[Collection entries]
►

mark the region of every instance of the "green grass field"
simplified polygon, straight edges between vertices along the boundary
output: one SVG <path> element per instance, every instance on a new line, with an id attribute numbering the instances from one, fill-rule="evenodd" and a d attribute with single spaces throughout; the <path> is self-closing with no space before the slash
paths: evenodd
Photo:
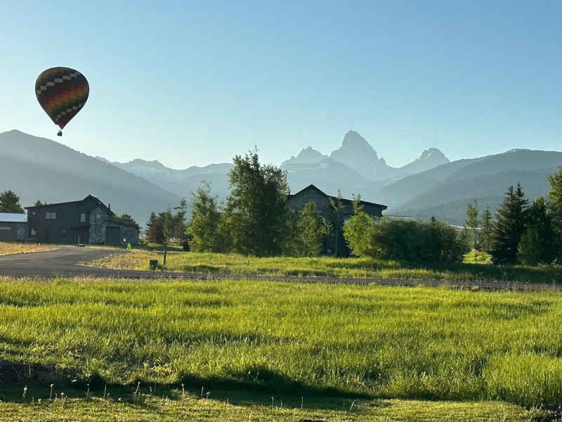
<path id="1" fill-rule="evenodd" d="M 207 406 L 232 409 L 233 421 L 424 420 L 404 416 L 412 406 L 426 409 L 426 420 L 444 420 L 440 412 L 531 420 L 520 406 L 562 401 L 561 316 L 562 294 L 552 291 L 5 278 L 0 414 L 19 409 L 41 418 L 63 404 L 48 400 L 56 383 L 67 408 L 88 413 L 97 403 L 113 414 L 122 406 L 123 420 L 143 420 L 150 409 L 195 418 Z M 88 383 L 92 402 L 84 399 Z M 106 384 L 118 389 L 109 401 L 100 399 Z M 285 408 L 275 409 L 277 399 Z M 350 412 L 355 400 L 362 404 Z"/>
<path id="2" fill-rule="evenodd" d="M 149 261 L 162 256 L 156 252 L 134 250 L 87 265 L 123 269 L 150 269 Z M 562 269 L 542 266 L 497 267 L 485 263 L 405 263 L 370 258 L 257 258 L 235 254 L 171 252 L 167 271 L 221 273 L 237 275 L 308 276 L 447 281 L 511 281 L 562 283 Z"/>

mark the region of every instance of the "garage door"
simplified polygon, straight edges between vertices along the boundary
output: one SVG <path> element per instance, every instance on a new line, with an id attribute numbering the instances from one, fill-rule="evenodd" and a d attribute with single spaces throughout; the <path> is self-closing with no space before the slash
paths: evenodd
<path id="1" fill-rule="evenodd" d="M 119 245 L 120 243 L 119 235 L 119 227 L 107 227 L 107 237 L 105 238 L 107 244 Z"/>
<path id="2" fill-rule="evenodd" d="M 0 242 L 17 240 L 18 231 L 13 226 L 6 226 L 0 223 Z"/>

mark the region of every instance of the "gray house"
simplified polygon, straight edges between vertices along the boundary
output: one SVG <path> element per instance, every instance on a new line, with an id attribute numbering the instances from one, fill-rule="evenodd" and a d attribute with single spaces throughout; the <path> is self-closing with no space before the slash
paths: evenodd
<path id="1" fill-rule="evenodd" d="M 22 241 L 27 235 L 25 214 L 0 212 L 0 242 Z"/>
<path id="2" fill-rule="evenodd" d="M 27 238 L 68 244 L 138 244 L 138 226 L 114 220 L 115 213 L 89 195 L 81 200 L 27 210 Z"/>
<path id="3" fill-rule="evenodd" d="M 316 205 L 316 212 L 320 217 L 323 217 L 326 220 L 333 222 L 335 219 L 335 212 L 332 207 L 332 200 L 336 203 L 338 201 L 337 196 L 326 195 L 314 185 L 308 185 L 302 191 L 294 195 L 289 195 L 285 200 L 285 206 L 292 210 L 295 212 L 300 212 L 304 208 L 307 203 L 313 202 Z M 341 203 L 344 205 L 343 219 L 347 219 L 353 215 L 353 201 L 351 199 L 341 199 Z M 363 206 L 363 211 L 373 217 L 381 217 L 382 212 L 386 209 L 386 205 L 377 204 L 374 203 L 367 202 L 365 200 L 359 203 Z M 341 231 L 337 234 L 332 233 L 332 236 L 325 239 L 324 250 L 322 253 L 326 255 L 333 255 L 336 253 L 336 241 L 337 239 L 337 255 L 339 256 L 348 256 L 350 251 L 347 248 L 346 241 L 344 239 Z"/>

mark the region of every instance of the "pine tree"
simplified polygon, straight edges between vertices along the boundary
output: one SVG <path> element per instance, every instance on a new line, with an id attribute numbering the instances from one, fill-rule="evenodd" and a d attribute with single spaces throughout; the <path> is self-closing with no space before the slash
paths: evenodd
<path id="1" fill-rule="evenodd" d="M 527 227 L 521 243 L 524 244 L 519 245 L 517 259 L 525 265 L 550 264 L 555 257 L 554 231 L 542 197 L 535 199 L 529 207 Z"/>
<path id="2" fill-rule="evenodd" d="M 464 220 L 469 229 L 472 249 L 474 250 L 474 259 L 476 258 L 476 250 L 478 244 L 478 207 L 476 199 L 472 200 L 471 204 L 466 205 L 466 219 Z"/>
<path id="3" fill-rule="evenodd" d="M 559 260 L 562 258 L 562 167 L 558 167 L 554 174 L 549 175 L 548 180 L 550 189 L 547 210 L 554 232 L 555 256 Z"/>
<path id="4" fill-rule="evenodd" d="M 0 212 L 23 214 L 25 211 L 20 205 L 19 196 L 12 191 L 4 191 L 0 193 Z"/>
<path id="5" fill-rule="evenodd" d="M 150 229 L 154 224 L 155 221 L 156 221 L 157 218 L 158 217 L 156 216 L 156 212 L 155 212 L 154 211 L 150 212 L 150 217 L 148 217 L 148 221 L 146 222 L 146 225 L 145 226 L 145 229 L 146 229 L 147 238 L 149 237 L 148 232 L 150 231 Z"/>
<path id="6" fill-rule="evenodd" d="M 515 264 L 521 236 L 528 219 L 528 201 L 525 199 L 518 183 L 514 189 L 508 188 L 499 209 L 496 212 L 496 224 L 490 254 L 497 264 Z"/>
<path id="7" fill-rule="evenodd" d="M 490 252 L 492 250 L 494 222 L 492 219 L 492 213 L 490 212 L 490 208 L 488 207 L 486 207 L 485 210 L 482 211 L 481 224 L 482 227 L 478 234 L 480 248 L 482 250 Z"/>

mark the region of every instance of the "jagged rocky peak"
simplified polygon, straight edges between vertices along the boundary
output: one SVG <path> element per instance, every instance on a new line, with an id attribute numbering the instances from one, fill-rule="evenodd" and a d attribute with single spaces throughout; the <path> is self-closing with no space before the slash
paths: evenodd
<path id="1" fill-rule="evenodd" d="M 320 151 L 309 146 L 299 153 L 296 157 L 291 155 L 291 158 L 284 161 L 281 165 L 285 164 L 313 164 L 315 162 L 320 162 L 327 158 L 327 155 L 325 155 Z"/>
<path id="2" fill-rule="evenodd" d="M 365 138 L 353 130 L 346 134 L 341 146 L 332 151 L 329 158 L 348 165 L 367 179 L 380 179 L 388 172 L 384 160 L 379 158 Z"/>
<path id="3" fill-rule="evenodd" d="M 301 162 L 317 162 L 327 158 L 320 151 L 313 149 L 311 146 L 304 148 L 296 156 L 296 160 Z"/>
<path id="4" fill-rule="evenodd" d="M 442 161 L 443 163 L 450 162 L 449 159 L 436 148 L 430 148 L 422 153 L 418 158 L 420 161 Z"/>

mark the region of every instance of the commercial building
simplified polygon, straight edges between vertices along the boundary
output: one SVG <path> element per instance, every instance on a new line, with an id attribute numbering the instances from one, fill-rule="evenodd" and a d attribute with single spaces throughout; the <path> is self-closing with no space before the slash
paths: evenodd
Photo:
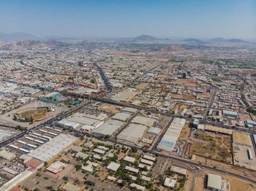
<path id="1" fill-rule="evenodd" d="M 65 128 L 78 128 L 80 125 L 78 122 L 69 121 L 67 119 L 63 119 L 57 122 L 57 125 L 64 127 Z"/>
<path id="2" fill-rule="evenodd" d="M 176 165 L 172 165 L 172 167 L 170 168 L 170 171 L 177 174 L 185 175 L 185 176 L 187 171 L 187 169 L 178 166 L 176 166 Z"/>
<path id="3" fill-rule="evenodd" d="M 1 150 L 0 151 L 0 157 L 12 160 L 15 157 L 15 155 L 7 150 Z"/>
<path id="4" fill-rule="evenodd" d="M 164 182 L 164 186 L 166 187 L 174 188 L 176 184 L 176 181 L 170 178 L 166 178 Z"/>
<path id="5" fill-rule="evenodd" d="M 158 151 L 172 152 L 186 122 L 185 119 L 176 117 L 157 147 Z"/>
<path id="6" fill-rule="evenodd" d="M 213 191 L 222 190 L 222 176 L 214 174 L 208 174 L 207 188 Z"/>
<path id="7" fill-rule="evenodd" d="M 142 125 L 131 123 L 117 136 L 120 141 L 129 144 L 136 144 L 139 139 L 142 138 L 147 127 Z"/>
<path id="8" fill-rule="evenodd" d="M 48 168 L 46 168 L 47 171 L 57 174 L 62 171 L 63 168 L 66 167 L 67 165 L 60 161 L 56 161 L 54 163 L 51 164 Z"/>
<path id="9" fill-rule="evenodd" d="M 78 138 L 73 136 L 61 133 L 38 147 L 27 155 L 43 162 L 48 161 L 77 140 Z"/>
<path id="10" fill-rule="evenodd" d="M 143 116 L 136 116 L 132 120 L 132 122 L 139 125 L 143 125 L 148 128 L 153 126 L 154 123 L 156 122 L 155 119 L 143 117 Z"/>
<path id="11" fill-rule="evenodd" d="M 236 112 L 223 109 L 223 115 L 229 117 L 238 117 L 238 114 Z"/>
<path id="12" fill-rule="evenodd" d="M 126 122 L 128 118 L 131 117 L 131 114 L 129 113 L 124 113 L 124 112 L 120 112 L 117 113 L 114 116 L 113 116 L 111 118 L 113 120 L 121 121 L 121 122 Z"/>
<path id="13" fill-rule="evenodd" d="M 124 122 L 110 119 L 99 128 L 93 130 L 93 133 L 97 136 L 111 136 L 116 131 L 121 128 Z"/>

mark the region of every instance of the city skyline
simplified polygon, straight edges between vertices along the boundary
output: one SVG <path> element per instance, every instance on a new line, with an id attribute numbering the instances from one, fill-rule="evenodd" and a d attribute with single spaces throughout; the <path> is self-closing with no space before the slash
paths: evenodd
<path id="1" fill-rule="evenodd" d="M 2 1 L 2 33 L 256 39 L 254 1 Z"/>

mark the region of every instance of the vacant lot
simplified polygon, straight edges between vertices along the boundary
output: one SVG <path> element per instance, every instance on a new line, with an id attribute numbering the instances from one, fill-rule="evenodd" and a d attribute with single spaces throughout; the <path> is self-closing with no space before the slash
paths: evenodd
<path id="1" fill-rule="evenodd" d="M 177 79 L 176 81 L 175 81 L 176 84 L 178 85 L 183 85 L 189 87 L 196 87 L 197 86 L 197 82 L 192 79 Z"/>
<path id="2" fill-rule="evenodd" d="M 104 104 L 99 107 L 99 110 L 107 113 L 117 114 L 119 111 L 117 109 L 117 106 L 110 104 Z"/>
<path id="3" fill-rule="evenodd" d="M 189 100 L 189 101 L 195 101 L 196 97 L 194 96 L 189 95 L 182 95 L 182 94 L 171 94 L 172 98 L 176 99 L 183 99 L 183 100 Z"/>
<path id="4" fill-rule="evenodd" d="M 179 139 L 189 139 L 190 135 L 191 128 L 189 128 L 189 122 L 186 122 L 185 125 L 183 127 Z"/>
<path id="5" fill-rule="evenodd" d="M 225 163 L 232 160 L 230 137 L 197 130 L 195 138 L 189 146 L 190 156 L 197 155 Z"/>
<path id="6" fill-rule="evenodd" d="M 33 118 L 34 120 L 38 120 L 46 117 L 48 113 L 47 109 L 31 109 L 28 110 L 24 112 L 21 112 L 19 114 L 19 117 L 23 119 L 31 119 Z"/>
<path id="7" fill-rule="evenodd" d="M 139 90 L 143 90 L 146 87 L 147 87 L 148 85 L 148 83 L 140 83 L 140 84 L 139 84 L 138 85 L 136 86 L 136 89 Z"/>

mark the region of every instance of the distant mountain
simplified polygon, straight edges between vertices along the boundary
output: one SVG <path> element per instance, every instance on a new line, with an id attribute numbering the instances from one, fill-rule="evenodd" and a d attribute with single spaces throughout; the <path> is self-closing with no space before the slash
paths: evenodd
<path id="1" fill-rule="evenodd" d="M 0 41 L 23 41 L 34 40 L 39 38 L 26 33 L 0 33 Z"/>
<path id="2" fill-rule="evenodd" d="M 68 44 L 69 44 L 69 43 L 56 40 L 24 40 L 10 42 L 8 43 L 6 43 L 5 44 L 1 47 L 1 50 L 19 50 L 24 49 L 40 48 L 48 47 L 64 47 Z"/>
<path id="3" fill-rule="evenodd" d="M 228 39 L 227 41 L 233 43 L 247 43 L 246 41 L 244 41 L 240 39 Z"/>
<path id="4" fill-rule="evenodd" d="M 186 39 L 183 40 L 185 42 L 203 44 L 203 42 L 197 39 Z"/>
<path id="5" fill-rule="evenodd" d="M 211 42 L 218 43 L 247 43 L 247 42 L 240 39 L 224 39 L 221 37 L 211 39 Z"/>
<path id="6" fill-rule="evenodd" d="M 148 40 L 157 40 L 158 39 L 150 35 L 140 35 L 139 36 L 136 36 L 134 38 L 135 40 L 143 40 L 143 41 L 148 41 Z"/>

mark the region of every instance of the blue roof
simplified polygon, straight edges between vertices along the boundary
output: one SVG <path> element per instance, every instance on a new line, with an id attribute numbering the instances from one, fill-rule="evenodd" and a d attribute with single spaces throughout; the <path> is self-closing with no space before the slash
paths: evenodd
<path id="1" fill-rule="evenodd" d="M 246 120 L 245 121 L 246 123 L 249 124 L 249 125 L 256 125 L 256 122 L 251 120 Z"/>
<path id="2" fill-rule="evenodd" d="M 163 145 L 165 147 L 168 147 L 170 148 L 173 148 L 174 146 L 174 143 L 170 141 L 161 141 L 159 144 L 159 145 Z"/>

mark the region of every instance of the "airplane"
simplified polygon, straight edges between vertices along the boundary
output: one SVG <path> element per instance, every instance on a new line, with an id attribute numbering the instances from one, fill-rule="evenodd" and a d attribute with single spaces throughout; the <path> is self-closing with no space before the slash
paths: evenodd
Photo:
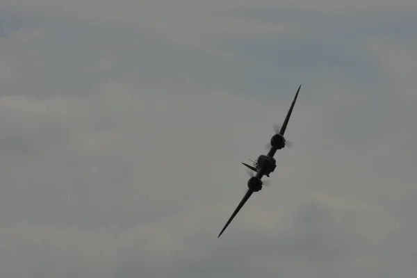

◄

== EXERCISE BRIEF ==
Copy the items word for word, starting at the beginning of the items and ending with the line that contains "207 406 L 232". Leave out the pictures.

== COMPLETE OUTPUT ==
mark the region of every instance of the "green grass field"
simplified polygon, straight edges between vertices along the boundary
output: one SVG <path> element per instance, every instance on a new line, with an id attribute numbering the instances from one, fill-rule="evenodd" and a d attribute with single spaces throughout; the <path> is self-closing with no space before the slash
paths: evenodd
Photo:
<path id="1" fill-rule="evenodd" d="M 207 406 L 232 409 L 233 421 L 424 420 L 404 416 L 412 406 L 426 409 L 426 420 L 444 420 L 440 412 L 531 420 L 520 406 L 562 401 L 561 316 L 562 294 L 552 291 L 5 278 L 0 414 L 19 409 L 41 418 L 63 404 L 48 400 L 56 383 L 67 408 L 88 413 L 97 403 L 113 414 L 122 406 L 123 420 L 143 420 L 150 409 L 195 418 Z M 88 383 L 92 402 L 84 399 Z M 106 384 L 118 389 L 109 401 L 100 399 Z M 285 408 L 275 409 L 277 399 Z M 350 412 L 355 400 L 362 404 Z"/>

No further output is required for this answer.